## WHAT TO WORK ON
Return the lines of the data below word for word, beginning with the line that contains "Target: green grass" and continuing through the final line of the data, with both of those lines included.

## EXTRACTED DATA
============================================================

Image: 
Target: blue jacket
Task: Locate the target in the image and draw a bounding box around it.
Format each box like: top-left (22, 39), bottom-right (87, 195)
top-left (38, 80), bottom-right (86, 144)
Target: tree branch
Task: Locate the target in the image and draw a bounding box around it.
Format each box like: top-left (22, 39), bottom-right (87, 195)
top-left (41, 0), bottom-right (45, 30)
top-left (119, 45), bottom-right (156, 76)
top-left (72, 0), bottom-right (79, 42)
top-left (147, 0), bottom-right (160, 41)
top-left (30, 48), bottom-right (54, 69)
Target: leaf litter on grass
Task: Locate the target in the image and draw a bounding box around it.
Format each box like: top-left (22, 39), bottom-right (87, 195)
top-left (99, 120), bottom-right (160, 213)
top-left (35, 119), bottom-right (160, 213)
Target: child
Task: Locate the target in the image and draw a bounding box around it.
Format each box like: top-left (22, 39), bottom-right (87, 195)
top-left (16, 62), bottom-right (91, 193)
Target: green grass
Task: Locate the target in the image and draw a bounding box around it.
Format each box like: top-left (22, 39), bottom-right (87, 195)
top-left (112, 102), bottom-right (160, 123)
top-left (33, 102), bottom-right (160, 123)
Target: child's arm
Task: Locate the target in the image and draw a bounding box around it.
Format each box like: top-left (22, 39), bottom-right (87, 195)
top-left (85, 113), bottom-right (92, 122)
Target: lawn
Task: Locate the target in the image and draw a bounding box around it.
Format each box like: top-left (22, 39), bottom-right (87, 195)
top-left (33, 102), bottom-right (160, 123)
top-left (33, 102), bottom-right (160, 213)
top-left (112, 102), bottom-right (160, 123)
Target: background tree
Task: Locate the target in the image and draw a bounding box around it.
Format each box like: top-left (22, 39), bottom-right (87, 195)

============================================================

## SOLUTION FOR THIS TASK
Target: green grass
Task: Locate the target in the image and draw a bounding box around it.
Format each box like: top-left (22, 39), bottom-right (87, 195)
top-left (112, 102), bottom-right (160, 123)
top-left (33, 102), bottom-right (160, 123)
Target: child's arm
Task: Locate the target in the image and draw a bounding box around it.
Format each box like: top-left (22, 39), bottom-right (87, 195)
top-left (85, 113), bottom-right (92, 122)
Target: lawn
Task: Locate the target in the image and draw a bounding box around it.
Format each box like: top-left (22, 39), bottom-right (87, 195)
top-left (33, 102), bottom-right (160, 123)
top-left (33, 102), bottom-right (160, 213)
top-left (112, 102), bottom-right (160, 123)
Target: background tree
Task: Locate the target in the image and draw a bounding box around it.
Format each box like: top-left (22, 39), bottom-right (87, 195)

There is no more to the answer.